╭─ Extracted data
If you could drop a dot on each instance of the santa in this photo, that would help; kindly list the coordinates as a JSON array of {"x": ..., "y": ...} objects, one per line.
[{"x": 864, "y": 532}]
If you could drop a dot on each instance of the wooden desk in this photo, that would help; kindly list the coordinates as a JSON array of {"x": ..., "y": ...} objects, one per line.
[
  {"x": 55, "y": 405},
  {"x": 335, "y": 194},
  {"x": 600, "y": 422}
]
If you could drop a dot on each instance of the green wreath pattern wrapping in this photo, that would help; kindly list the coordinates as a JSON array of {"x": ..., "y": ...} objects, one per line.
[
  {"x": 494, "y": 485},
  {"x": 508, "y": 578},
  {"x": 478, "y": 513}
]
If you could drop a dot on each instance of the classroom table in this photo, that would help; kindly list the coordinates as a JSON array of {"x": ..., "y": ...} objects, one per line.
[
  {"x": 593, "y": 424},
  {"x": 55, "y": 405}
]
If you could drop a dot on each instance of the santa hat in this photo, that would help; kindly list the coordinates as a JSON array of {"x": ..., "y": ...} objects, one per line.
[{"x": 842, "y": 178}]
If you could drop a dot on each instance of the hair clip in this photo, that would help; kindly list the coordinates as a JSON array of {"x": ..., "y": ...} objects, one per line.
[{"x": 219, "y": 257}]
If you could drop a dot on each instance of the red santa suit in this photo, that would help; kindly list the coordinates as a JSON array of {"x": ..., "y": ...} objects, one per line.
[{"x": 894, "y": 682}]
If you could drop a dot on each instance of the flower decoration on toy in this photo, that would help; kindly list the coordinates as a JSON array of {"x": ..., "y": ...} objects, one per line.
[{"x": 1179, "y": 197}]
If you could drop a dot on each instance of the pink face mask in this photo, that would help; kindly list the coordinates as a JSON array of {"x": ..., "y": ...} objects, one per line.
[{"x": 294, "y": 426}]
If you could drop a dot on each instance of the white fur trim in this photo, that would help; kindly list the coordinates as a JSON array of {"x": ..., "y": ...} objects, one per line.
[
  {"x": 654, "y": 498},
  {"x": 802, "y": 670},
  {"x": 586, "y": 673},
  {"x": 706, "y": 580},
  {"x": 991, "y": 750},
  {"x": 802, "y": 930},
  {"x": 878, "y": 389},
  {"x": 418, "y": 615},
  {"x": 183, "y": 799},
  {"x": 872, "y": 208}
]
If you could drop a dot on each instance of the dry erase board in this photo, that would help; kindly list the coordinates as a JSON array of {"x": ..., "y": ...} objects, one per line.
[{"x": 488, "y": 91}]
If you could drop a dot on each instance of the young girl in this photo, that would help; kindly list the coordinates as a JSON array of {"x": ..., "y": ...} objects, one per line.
╰─
Please transcribe the records above in full, keeping every word.

## Result
If you could drop a dot on each instance of the santa in this photo, that would help; kindly list the coordinates as a JSON array of {"x": ..., "y": ...} objects, one per line.
[{"x": 864, "y": 532}]
If you could drop a dot on each instance of the wooden desk in this photo, that would help; kindly list the coordinates as a JSON array of {"x": ..., "y": ...} objects, one per line.
[
  {"x": 55, "y": 405},
  {"x": 335, "y": 194},
  {"x": 600, "y": 422}
]
If you could drop a dot on each instance of the green wreath pattern wrapping in this photo, that would help; kindly list the coordinates as a JSON array of {"x": ..., "y": ...} objects, one per line.
[
  {"x": 494, "y": 485},
  {"x": 508, "y": 578},
  {"x": 478, "y": 513}
]
If you could drop a dot on each instance of the classroom table in this photo, that would help; kindly list the coordinates as a JSON array of {"x": ..., "y": ...} objects, one per line.
[
  {"x": 593, "y": 424},
  {"x": 55, "y": 405}
]
If you could drop a dot on each instance of the santa hat in this photo, that would help; kindly list the coordinates as a JSON array of {"x": ..., "y": ...} objects, one per line.
[{"x": 842, "y": 178}]
If you could drop a dot on each instance of the hair clip in this photo, that would help; kindly list the coordinates as a JSON array of {"x": ..., "y": ...} objects, one per line.
[{"x": 219, "y": 257}]
If you could drop a dot on each instance of the red santa suit in this photo, that would help; kindly list the coordinates as a JSON array of {"x": ..., "y": ...} objects, one per line.
[{"x": 894, "y": 682}]
If you could drop a dot on each instance of the flower decoration on toy in this photo, that would help; kindly list the coordinates as a JSON array of {"x": ..., "y": ...} objects, one per line.
[{"x": 1179, "y": 197}]
If you could drop a dot on each instance of the pink face mask in this photo, that would help; kindly list the coordinates as a JSON array of {"x": ..., "y": ...} objects, one per line.
[{"x": 294, "y": 426}]
If you could drop a dot on each instance of the white fur trim in this photo, that would help; kindly list the coordinates as a JSON array of {"x": ..., "y": ...} objects, one per line.
[
  {"x": 654, "y": 498},
  {"x": 802, "y": 670},
  {"x": 586, "y": 673},
  {"x": 706, "y": 580},
  {"x": 991, "y": 750},
  {"x": 802, "y": 930},
  {"x": 878, "y": 389},
  {"x": 418, "y": 615},
  {"x": 183, "y": 799},
  {"x": 872, "y": 208}
]
If you could drop a dot on each instance of the dry erase board in this photo, that would help; kindly list the coordinates as a JSON array of {"x": ..., "y": ...} objects, one per line.
[{"x": 488, "y": 91}]
If you could drop a dot on each instance of the young girl in this photo, that would help; kindly list the coordinates as a JSON array of {"x": ..., "y": ...} objects, one per line.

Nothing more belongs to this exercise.